Natural-language object grounding data
"""

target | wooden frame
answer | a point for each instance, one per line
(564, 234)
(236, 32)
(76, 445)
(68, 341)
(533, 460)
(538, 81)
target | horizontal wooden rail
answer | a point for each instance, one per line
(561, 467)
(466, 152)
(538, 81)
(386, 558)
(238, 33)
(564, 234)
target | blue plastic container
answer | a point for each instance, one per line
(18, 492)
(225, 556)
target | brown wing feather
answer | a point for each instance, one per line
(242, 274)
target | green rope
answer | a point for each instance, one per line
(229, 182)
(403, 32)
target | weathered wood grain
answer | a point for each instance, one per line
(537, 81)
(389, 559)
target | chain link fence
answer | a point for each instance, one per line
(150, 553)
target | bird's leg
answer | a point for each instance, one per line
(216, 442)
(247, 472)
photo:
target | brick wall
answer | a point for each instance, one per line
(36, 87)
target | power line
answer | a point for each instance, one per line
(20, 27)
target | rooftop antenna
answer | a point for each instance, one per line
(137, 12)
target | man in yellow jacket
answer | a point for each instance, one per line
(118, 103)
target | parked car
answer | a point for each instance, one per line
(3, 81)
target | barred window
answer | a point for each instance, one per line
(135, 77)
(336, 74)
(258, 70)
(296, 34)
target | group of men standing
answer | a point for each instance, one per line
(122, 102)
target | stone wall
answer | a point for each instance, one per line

"""

### Work to complete
Only the last part of the entries above is needed: please copy the line with "target | green rope" and each line after it exactly.

### Exercise response
target | green rope
answer | a point for each instance, one per line
(229, 182)
(403, 32)
target | weathered wood grain
answer | a point for each instance, one per line
(537, 81)
(389, 559)
target | chain link fence
answer | a point for each instance, one per line
(150, 553)
target | bird's leg
answer | a point for each instance, one per line
(216, 442)
(247, 472)
photo:
target | brick wall
answer | a point for each instance, one per line
(36, 87)
target | power line
answer | a point for each instance, one per line
(20, 27)
target | rooftop antenna
answer | a point for each instance, one per line
(137, 12)
target | man in yellow jacket
answer | a point for each instance, one per line
(118, 103)
target | parked car
answer | a point for each instance, one per line
(3, 81)
target | barred window
answer | a point for each instance, one per line
(135, 77)
(336, 74)
(258, 70)
(296, 34)
target | group of men standing
answer | a point for each instance, one per line
(122, 102)
target | stone wall
answer | a point for each instance, one per line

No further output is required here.